> **EXERCISE DESCRIPTION**
What you give back should match the records word for word.
** Opening WORKING DATA block **
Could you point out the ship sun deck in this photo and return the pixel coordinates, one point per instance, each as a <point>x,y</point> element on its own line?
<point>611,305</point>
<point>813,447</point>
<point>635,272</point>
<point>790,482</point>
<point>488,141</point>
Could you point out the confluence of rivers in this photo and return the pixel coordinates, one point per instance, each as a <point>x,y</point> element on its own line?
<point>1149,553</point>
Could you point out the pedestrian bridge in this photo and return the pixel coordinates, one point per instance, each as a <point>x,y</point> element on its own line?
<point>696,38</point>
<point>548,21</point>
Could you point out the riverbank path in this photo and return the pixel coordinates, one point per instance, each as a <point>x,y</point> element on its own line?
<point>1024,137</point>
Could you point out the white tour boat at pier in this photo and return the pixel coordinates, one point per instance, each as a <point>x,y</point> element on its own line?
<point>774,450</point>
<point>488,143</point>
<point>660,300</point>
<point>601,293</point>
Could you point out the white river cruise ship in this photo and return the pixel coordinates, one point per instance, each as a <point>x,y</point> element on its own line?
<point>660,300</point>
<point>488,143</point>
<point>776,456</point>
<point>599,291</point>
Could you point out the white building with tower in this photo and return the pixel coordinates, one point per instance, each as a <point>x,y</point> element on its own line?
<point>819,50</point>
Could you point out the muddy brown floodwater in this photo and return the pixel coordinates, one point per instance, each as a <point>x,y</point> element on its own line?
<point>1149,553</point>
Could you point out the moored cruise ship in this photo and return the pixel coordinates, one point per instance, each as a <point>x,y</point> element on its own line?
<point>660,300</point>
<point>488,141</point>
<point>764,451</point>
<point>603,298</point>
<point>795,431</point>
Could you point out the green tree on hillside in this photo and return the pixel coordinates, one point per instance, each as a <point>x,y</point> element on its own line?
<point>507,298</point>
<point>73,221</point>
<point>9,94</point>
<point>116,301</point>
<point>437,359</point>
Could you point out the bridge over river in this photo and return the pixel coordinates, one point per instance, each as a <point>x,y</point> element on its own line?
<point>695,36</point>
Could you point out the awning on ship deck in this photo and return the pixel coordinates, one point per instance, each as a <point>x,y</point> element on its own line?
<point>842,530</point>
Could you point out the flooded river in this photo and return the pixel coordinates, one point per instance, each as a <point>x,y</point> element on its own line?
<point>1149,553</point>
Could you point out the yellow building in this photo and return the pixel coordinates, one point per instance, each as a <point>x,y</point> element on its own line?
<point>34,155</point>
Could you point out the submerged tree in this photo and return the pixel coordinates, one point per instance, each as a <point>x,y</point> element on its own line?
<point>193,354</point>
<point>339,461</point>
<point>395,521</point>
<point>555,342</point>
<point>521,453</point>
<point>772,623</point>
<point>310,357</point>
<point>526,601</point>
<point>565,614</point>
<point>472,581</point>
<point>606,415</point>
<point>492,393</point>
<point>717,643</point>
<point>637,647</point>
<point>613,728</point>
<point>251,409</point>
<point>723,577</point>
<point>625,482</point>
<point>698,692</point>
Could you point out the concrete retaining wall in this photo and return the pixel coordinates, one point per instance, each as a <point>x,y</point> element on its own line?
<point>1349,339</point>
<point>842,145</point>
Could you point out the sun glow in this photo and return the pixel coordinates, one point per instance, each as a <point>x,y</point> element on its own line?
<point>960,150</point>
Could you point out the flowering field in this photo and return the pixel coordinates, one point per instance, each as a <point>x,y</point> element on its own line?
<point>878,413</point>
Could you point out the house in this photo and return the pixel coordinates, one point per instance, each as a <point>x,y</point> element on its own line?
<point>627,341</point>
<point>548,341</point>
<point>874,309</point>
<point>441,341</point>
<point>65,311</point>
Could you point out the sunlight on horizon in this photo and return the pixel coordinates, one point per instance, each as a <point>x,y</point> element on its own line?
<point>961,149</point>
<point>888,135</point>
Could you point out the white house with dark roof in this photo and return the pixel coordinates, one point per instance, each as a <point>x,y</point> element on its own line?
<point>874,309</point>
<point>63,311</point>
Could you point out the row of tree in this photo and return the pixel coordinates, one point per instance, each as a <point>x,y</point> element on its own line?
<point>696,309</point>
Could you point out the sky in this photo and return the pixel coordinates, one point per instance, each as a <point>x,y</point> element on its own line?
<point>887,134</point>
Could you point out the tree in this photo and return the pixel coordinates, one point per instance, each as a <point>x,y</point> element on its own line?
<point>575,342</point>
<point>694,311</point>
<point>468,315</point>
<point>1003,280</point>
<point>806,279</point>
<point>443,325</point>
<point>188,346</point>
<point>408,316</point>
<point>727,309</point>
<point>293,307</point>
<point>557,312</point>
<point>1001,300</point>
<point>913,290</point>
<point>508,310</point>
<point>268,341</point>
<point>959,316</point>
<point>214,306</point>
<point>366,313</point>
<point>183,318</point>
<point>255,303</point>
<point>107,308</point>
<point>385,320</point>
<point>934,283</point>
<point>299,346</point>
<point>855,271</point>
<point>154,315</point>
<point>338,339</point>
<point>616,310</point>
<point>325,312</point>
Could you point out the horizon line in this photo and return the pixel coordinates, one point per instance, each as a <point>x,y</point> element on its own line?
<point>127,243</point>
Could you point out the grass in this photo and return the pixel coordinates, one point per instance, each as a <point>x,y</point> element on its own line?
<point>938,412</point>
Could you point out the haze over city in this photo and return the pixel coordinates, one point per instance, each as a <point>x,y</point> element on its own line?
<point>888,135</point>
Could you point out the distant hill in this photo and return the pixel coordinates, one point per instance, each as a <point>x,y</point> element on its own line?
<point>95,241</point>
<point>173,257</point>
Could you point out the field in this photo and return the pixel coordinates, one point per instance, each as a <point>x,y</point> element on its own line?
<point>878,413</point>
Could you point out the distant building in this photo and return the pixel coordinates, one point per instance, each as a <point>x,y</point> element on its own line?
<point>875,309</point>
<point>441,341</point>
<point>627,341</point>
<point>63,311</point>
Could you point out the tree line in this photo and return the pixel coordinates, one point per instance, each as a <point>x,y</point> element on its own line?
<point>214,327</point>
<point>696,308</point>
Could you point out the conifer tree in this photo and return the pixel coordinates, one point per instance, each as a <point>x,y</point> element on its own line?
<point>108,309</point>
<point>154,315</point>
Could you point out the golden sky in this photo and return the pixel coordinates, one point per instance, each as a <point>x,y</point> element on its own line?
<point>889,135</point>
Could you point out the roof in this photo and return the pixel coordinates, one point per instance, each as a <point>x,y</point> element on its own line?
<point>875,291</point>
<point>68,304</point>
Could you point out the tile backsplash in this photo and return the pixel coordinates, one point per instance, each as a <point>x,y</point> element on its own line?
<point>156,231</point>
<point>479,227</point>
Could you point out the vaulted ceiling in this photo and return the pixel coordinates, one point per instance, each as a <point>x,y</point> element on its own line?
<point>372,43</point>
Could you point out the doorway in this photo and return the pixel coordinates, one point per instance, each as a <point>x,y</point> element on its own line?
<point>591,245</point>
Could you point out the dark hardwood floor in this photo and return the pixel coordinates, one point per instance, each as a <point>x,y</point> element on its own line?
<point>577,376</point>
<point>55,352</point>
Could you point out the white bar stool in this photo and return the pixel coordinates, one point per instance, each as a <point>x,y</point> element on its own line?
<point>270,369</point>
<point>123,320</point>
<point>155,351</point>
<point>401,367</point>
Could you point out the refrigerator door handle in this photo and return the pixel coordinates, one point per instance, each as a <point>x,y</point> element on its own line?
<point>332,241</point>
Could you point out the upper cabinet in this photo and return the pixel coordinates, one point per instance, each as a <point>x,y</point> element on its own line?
** Closing WORKING DATA block **
> **ANSWER SPACE**
Could you point out the ship sun deck in this photo and return the pixel coordinates, one point per instance, each as a <point>x,y</point> element on its own line?
<point>611,305</point>
<point>813,447</point>
<point>635,272</point>
<point>790,482</point>
<point>488,141</point>
Could you point out the confluence of rivers in this photo and return the pixel coordinates, one point per instance, each as a <point>x,y</point> element on its own line?
<point>1149,553</point>
Could you point out the pedestrian bridge in this photo and return the pixel coordinates, one point per instance, each as a <point>x,y</point> element on its own line?
<point>696,38</point>
<point>548,21</point>
Could you point out the riverbank path in this photo and return the pixel coordinates, one point per instance, each as a <point>x,y</point> element on its own line?
<point>1024,137</point>
Could you point out the white tour boat at pier in this photo and return the pixel coordinates, one point per instance, each as a <point>x,y</point> element on its own line?
<point>774,450</point>
<point>488,143</point>
<point>660,300</point>
<point>601,293</point>
Could you point out the white river cruise ship in this photo and return the pixel coordinates, one point per instance, each as a <point>x,y</point> element on its own line?
<point>660,300</point>
<point>488,143</point>
<point>776,456</point>
<point>599,291</point>
Could you point out the white building with tower in this photo and return the pixel coordinates, one point per instance, each as a <point>x,y</point> element on its own line?
<point>819,50</point>
Could you point out the muddy brown floodwater in this photo and return the pixel coordinates, one point per instance, each as a <point>x,y</point> element on its own line?
<point>1149,553</point>
Could you point out the moored cruise ship in this photo and return the pixel coordinates, one point per instance, each as a <point>x,y</point> element on its own line?
<point>660,300</point>
<point>488,141</point>
<point>764,451</point>
<point>603,298</point>
<point>795,431</point>
Could you point out the green tree on hillside in this photo and return the pixel coordinates, one point per instance, each as a <point>x,y</point> element on its own line?
<point>507,298</point>
<point>73,221</point>
<point>9,94</point>
<point>116,301</point>
<point>437,359</point>
Could you point out the bridge over river in this photo and return the pixel coordinates, one point per instance, each as a <point>x,y</point> element on its own line?
<point>695,36</point>
Could you point out the awning on ship deck in this photo and return the pixel coordinates, one point per instance, each as a <point>x,y</point> element on its own line?
<point>842,530</point>
Could you point out the flooded river in this photo and return the pixel coordinates, one point per instance, each as a <point>x,y</point> element on its own line?
<point>1149,553</point>
Could you point out the yellow building in this photo and return the pixel coordinates, one point per instance, each as a <point>x,y</point> element on its own line?
<point>34,155</point>
Could you point out the submerged tree in this photo and return the pixel coordinates, one point per instance, each as a <point>x,y</point> element on its own line?
<point>193,354</point>
<point>339,461</point>
<point>395,521</point>
<point>555,342</point>
<point>521,453</point>
<point>772,623</point>
<point>310,357</point>
<point>526,601</point>
<point>565,614</point>
<point>472,581</point>
<point>606,415</point>
<point>492,393</point>
<point>717,643</point>
<point>637,647</point>
<point>613,728</point>
<point>251,409</point>
<point>723,577</point>
<point>625,482</point>
<point>698,692</point>
Could you point out the concrete retaining wall in this photo and return the pixel coordinates, one point per instance, each as a <point>x,y</point> element on its own line?
<point>1349,339</point>
<point>842,145</point>
Could you point out the sun glow in this photo and return the pixel coordinates, one point per instance, each as a <point>x,y</point> element on its own line?
<point>960,150</point>
Could you point out the flowering field in this photo and return the pixel coordinates, one point per instance, each as a <point>x,y</point> element on its own line?
<point>878,413</point>
Could you point out the house in this photo and return the pixel coordinates, one point per instance, each as a <point>x,y</point> element on its own line?
<point>627,341</point>
<point>548,341</point>
<point>874,309</point>
<point>441,341</point>
<point>65,311</point>
Could you point out the sunlight on horizon in this photo and return the pixel coordinates, one point per instance, each as a <point>x,y</point> element on its own line?
<point>961,149</point>
<point>888,135</point>
Could you point out the white house with dark roof in this photo and return the pixel coordinates, one point per instance, each as a <point>x,y</point> element on its own line?
<point>874,309</point>
<point>63,311</point>
Could you point out the row of tree in this photo and return the pixel coordinates, one point per instance, each as a <point>x,y</point> element on its own line?
<point>696,309</point>
Could you point out the sky in this photo and return the pixel coordinates, one point per instance, each as a <point>x,y</point> element on its own line?
<point>887,134</point>
Could you point out the tree in this photo and return the pixel coordinates, one point per instance, each as a <point>x,y</point> element on its own line?
<point>575,342</point>
<point>694,311</point>
<point>468,315</point>
<point>1003,280</point>
<point>806,279</point>
<point>443,325</point>
<point>188,346</point>
<point>408,316</point>
<point>727,309</point>
<point>293,307</point>
<point>557,312</point>
<point>1001,300</point>
<point>913,290</point>
<point>508,310</point>
<point>268,341</point>
<point>959,316</point>
<point>214,306</point>
<point>366,313</point>
<point>183,318</point>
<point>255,303</point>
<point>107,308</point>
<point>385,320</point>
<point>934,283</point>
<point>299,346</point>
<point>855,271</point>
<point>154,315</point>
<point>338,339</point>
<point>616,310</point>
<point>325,312</point>
Could you point out the horizon line in this photo and return the pixel coordinates, one point per instance, each as a <point>x,y</point> element on its own line?
<point>127,243</point>
Could you point out the grass in this photo and return the pixel coordinates, one point per instance, each as a <point>x,y</point> element on its own line?
<point>938,412</point>
Could you point out the haze over city in this photo and return the pixel coordinates, one point per instance, each as a <point>x,y</point> element on its own line?
<point>888,135</point>
Could you point out the distant hill in this photo and return the pixel coordinates, one point per instance, each as a <point>x,y</point> element on its own line?
<point>95,241</point>
<point>173,257</point>
Could you point out the field in this photo and return the pixel coordinates, one point per instance, each as a <point>x,y</point> element on its own line?
<point>878,413</point>
Could you point out the distant building in this photo and return the pixel coordinates, one point per instance, each as a <point>x,y</point> element on its own line?
<point>875,309</point>
<point>441,341</point>
<point>627,341</point>
<point>63,311</point>
Could you point out the tree line in this photo and return the pixel coordinates, one point per instance, each as a <point>x,y</point> element on its own line?
<point>214,327</point>
<point>696,308</point>
Could you point out the conifer tree in this photo and return the pixel coordinates, one point per instance, each as a <point>x,y</point> element on its own line?
<point>108,309</point>
<point>154,315</point>
Could you point out the golden sky in this photo and return the pixel coordinates, one point per instance, each as a <point>x,y</point> element on its own line?
<point>889,135</point>
Could you point out the roof in this photo and return the pixel coordinates, one point per instance, each as a <point>x,y</point> element on its own line?
<point>875,291</point>
<point>68,304</point>
Could you point out the tile backsplash in this photo and return the pixel coordinates, one point per instance, each as a <point>x,y</point> element on its own line?
<point>156,231</point>
<point>479,227</point>
Could you point out the vaulted ceiling in this photo and return the pixel coordinates, one point per instance, each as a <point>x,y</point> element on its own line?
<point>372,43</point>
Could you point out the doorway in this photo and return the pixel coordinates, one point per instance, each as a <point>x,y</point> element on its own line?
<point>591,245</point>
Could you point out the dark hardwood floor in this photo and return the pixel coordinates, one point per instance, each as a <point>x,y</point> element on its own line?
<point>577,376</point>
<point>55,352</point>
Could you point out the white bar stool in this photo and return the pixel coordinates, one point per instance, each as a <point>x,y</point> element on its own line?
<point>270,369</point>
<point>123,320</point>
<point>155,351</point>
<point>401,367</point>
Could you point out the refrigerator door handle in this photo and return the pixel coordinates, one point per instance, each as a <point>x,y</point> element on its own line?
<point>332,241</point>
Could you point out the upper cabinet in this photo and return the pixel coordinates, one point per instance, each as a <point>x,y</point> element on its own line?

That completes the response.